[Records in a dataset]
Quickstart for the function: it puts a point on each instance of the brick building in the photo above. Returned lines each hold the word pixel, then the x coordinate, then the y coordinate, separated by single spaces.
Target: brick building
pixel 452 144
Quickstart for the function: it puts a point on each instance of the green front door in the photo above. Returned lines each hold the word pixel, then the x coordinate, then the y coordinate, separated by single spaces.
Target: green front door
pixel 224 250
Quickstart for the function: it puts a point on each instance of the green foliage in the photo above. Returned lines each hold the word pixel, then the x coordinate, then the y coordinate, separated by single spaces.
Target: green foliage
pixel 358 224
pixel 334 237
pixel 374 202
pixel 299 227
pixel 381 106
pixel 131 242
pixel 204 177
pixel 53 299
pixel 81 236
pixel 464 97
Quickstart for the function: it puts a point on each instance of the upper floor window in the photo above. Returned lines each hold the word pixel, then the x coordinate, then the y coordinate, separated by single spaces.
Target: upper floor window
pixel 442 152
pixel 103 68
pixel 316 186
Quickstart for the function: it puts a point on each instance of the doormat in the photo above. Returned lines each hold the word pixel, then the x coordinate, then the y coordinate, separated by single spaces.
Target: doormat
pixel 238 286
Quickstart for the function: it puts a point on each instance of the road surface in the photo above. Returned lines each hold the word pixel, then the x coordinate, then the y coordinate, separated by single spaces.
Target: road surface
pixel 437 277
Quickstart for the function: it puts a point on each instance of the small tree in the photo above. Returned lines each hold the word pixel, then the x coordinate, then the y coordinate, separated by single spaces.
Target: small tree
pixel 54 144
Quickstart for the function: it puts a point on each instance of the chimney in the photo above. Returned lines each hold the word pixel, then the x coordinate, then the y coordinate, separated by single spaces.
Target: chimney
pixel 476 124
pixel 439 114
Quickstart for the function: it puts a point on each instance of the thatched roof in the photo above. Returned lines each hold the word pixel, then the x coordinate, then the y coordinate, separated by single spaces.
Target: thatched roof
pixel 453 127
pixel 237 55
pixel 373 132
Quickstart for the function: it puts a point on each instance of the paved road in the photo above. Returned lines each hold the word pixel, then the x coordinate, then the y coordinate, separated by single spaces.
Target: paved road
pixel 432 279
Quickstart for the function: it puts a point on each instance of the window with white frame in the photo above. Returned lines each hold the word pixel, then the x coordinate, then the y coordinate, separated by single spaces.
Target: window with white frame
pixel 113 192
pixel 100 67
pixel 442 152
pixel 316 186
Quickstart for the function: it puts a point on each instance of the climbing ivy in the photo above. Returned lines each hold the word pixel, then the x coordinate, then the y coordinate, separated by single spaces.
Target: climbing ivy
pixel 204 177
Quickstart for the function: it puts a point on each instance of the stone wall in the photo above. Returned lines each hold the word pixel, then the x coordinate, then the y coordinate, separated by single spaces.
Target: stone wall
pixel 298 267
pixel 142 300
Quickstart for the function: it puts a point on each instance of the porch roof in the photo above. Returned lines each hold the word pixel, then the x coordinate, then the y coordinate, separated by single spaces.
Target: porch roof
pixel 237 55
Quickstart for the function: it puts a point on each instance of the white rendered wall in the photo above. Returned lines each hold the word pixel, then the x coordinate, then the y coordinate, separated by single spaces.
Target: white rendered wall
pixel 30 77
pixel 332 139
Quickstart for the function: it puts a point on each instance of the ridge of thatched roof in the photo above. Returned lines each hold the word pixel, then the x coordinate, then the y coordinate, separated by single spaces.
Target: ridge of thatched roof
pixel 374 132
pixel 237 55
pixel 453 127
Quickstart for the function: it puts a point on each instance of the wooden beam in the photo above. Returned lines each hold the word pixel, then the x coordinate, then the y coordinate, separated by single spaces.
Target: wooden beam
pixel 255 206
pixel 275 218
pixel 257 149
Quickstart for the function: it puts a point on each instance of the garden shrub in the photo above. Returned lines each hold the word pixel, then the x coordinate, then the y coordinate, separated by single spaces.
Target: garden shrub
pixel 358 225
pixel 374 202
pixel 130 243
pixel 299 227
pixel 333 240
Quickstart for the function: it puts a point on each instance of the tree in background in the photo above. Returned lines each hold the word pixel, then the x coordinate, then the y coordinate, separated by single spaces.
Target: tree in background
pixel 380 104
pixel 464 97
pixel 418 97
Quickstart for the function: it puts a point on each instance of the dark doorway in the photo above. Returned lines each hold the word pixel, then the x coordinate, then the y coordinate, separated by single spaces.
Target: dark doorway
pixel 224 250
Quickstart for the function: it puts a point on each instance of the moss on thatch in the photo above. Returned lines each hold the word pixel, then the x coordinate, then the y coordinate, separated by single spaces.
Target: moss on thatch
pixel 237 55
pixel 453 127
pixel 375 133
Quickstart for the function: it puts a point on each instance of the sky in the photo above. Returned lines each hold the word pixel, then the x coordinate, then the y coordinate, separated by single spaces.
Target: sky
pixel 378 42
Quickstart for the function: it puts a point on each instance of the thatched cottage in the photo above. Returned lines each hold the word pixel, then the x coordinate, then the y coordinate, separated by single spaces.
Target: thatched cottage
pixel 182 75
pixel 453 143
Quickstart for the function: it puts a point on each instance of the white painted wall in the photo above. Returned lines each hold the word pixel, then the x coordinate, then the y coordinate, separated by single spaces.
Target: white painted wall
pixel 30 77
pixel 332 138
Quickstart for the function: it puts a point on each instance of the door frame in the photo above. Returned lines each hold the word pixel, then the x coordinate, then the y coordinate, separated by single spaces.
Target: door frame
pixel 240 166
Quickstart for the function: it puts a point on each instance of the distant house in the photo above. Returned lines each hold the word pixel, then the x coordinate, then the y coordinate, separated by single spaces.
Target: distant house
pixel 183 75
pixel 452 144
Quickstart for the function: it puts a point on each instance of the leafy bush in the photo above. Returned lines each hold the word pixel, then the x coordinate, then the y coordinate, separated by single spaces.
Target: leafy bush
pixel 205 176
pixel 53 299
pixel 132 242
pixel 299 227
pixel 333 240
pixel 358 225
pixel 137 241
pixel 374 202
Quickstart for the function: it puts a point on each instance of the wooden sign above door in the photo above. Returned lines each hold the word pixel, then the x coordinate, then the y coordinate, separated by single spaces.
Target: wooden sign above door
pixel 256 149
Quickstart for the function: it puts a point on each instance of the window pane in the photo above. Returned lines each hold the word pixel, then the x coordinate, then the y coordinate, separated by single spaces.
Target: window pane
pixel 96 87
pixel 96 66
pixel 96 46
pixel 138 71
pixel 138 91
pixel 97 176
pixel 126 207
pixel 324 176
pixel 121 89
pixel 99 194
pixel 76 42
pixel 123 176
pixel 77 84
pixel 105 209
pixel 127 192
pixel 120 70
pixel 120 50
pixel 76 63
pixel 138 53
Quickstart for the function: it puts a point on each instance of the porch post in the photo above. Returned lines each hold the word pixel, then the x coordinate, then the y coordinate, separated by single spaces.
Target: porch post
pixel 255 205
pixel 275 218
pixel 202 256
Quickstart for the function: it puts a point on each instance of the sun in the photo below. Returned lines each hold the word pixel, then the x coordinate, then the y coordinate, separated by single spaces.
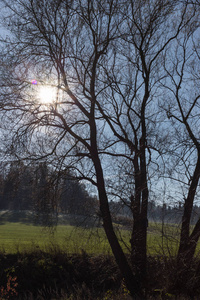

*Short task:*
Echo the lines above word for word, starting with the first one and going on through the line with "pixel 437 277", with both of those lines included.

*Reply:*
Quickstart for the function: it puts a point on each instance of the brick building in the photo above. Returned lines each hold the word pixel, then the x coordinate, then the y coordinate, separated by single spaces.
Target: brick building
pixel 452 144
Quickstart for the function: it puts a point on each instance of the green front door in the photo above. Returned lines each hold the word pixel, then the x coordinate, then the y coordinate, separated by single spaces.
Target: green front door
pixel 224 250
Quickstart for the function: it puts a point on each instance of the green foliage in the photo above. Returned lines each hold the word pixel, then the x coordinate, then the y coordinate, separated by single spaces.
Target: green foliage
pixel 358 224
pixel 334 237
pixel 374 202
pixel 299 227
pixel 381 106
pixel 131 242
pixel 204 177
pixel 53 299
pixel 81 236
pixel 464 97
Quickstart for the function: it puts a point on each instance of the upper floor window in the photo above. Returned lines each hold the word pixel, then the x coordinate, then the y coordinate, separated by single spaces.
Target: upper floor window
pixel 442 152
pixel 103 68
pixel 316 186
Quickstart for the function: it puts a point on each instance of the doormat in the photo above. Returned lines each hold the word pixel, then the x coordinate, then the y coordinate, separated by single spaces.
Target: doormat
pixel 238 286
Quickstart for the function: it puts a point on each instance of the road surface in the photo above. Returned lines each hold the word pixel, then the x coordinate, then the y coordinate, separated by single spaces.
Target: road surface
pixel 437 277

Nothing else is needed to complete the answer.